### AIM OF THE EXERCISE
Copy out each of the following lines verbatim, keeping every character and the line order unchanged.

Start of INPUT

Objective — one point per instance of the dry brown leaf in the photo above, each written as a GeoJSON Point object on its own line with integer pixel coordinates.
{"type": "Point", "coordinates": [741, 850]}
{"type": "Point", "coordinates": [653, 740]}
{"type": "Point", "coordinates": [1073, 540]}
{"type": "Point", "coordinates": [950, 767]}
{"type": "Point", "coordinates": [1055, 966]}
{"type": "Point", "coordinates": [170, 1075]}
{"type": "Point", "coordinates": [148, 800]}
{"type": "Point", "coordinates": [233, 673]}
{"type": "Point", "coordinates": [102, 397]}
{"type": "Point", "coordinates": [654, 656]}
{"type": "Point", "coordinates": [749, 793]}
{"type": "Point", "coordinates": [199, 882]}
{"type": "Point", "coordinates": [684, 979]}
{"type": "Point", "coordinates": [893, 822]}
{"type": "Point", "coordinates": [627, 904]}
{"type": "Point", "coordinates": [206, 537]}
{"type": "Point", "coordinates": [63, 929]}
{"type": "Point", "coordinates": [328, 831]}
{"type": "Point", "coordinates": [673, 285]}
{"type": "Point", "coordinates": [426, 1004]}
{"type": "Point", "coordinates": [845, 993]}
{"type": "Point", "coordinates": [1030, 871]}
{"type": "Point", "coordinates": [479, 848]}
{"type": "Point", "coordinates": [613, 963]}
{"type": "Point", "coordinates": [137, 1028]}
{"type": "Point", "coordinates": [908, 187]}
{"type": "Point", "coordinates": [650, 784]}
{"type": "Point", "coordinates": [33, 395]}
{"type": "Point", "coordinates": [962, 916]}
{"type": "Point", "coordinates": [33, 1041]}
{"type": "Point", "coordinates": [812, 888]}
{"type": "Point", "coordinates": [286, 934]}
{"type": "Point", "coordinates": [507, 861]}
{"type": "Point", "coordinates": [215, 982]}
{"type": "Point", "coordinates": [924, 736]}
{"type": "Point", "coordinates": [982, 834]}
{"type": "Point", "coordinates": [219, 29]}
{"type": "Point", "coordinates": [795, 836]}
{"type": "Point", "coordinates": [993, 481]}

End of INPUT

### SOLUTION
Objective — one point per instance of the dry brown leaf in the photo above, each written as a GeoJSON Point object on its own line with integer pixel coordinates.
{"type": "Point", "coordinates": [741, 850]}
{"type": "Point", "coordinates": [653, 740]}
{"type": "Point", "coordinates": [1073, 540]}
{"type": "Point", "coordinates": [950, 767]}
{"type": "Point", "coordinates": [1055, 966]}
{"type": "Point", "coordinates": [170, 1075]}
{"type": "Point", "coordinates": [148, 800]}
{"type": "Point", "coordinates": [233, 673]}
{"type": "Point", "coordinates": [102, 397]}
{"type": "Point", "coordinates": [654, 656]}
{"type": "Point", "coordinates": [749, 793]}
{"type": "Point", "coordinates": [199, 882]}
{"type": "Point", "coordinates": [684, 979]}
{"type": "Point", "coordinates": [893, 822]}
{"type": "Point", "coordinates": [627, 904]}
{"type": "Point", "coordinates": [206, 537]}
{"type": "Point", "coordinates": [63, 929]}
{"type": "Point", "coordinates": [328, 831]}
{"type": "Point", "coordinates": [673, 285]}
{"type": "Point", "coordinates": [426, 1004]}
{"type": "Point", "coordinates": [845, 993]}
{"type": "Point", "coordinates": [1030, 871]}
{"type": "Point", "coordinates": [479, 848]}
{"type": "Point", "coordinates": [613, 963]}
{"type": "Point", "coordinates": [137, 1028]}
{"type": "Point", "coordinates": [908, 187]}
{"type": "Point", "coordinates": [650, 784]}
{"type": "Point", "coordinates": [33, 395]}
{"type": "Point", "coordinates": [962, 916]}
{"type": "Point", "coordinates": [33, 1041]}
{"type": "Point", "coordinates": [812, 888]}
{"type": "Point", "coordinates": [286, 934]}
{"type": "Point", "coordinates": [507, 861]}
{"type": "Point", "coordinates": [215, 982]}
{"type": "Point", "coordinates": [924, 736]}
{"type": "Point", "coordinates": [982, 834]}
{"type": "Point", "coordinates": [219, 29]}
{"type": "Point", "coordinates": [795, 836]}
{"type": "Point", "coordinates": [993, 481]}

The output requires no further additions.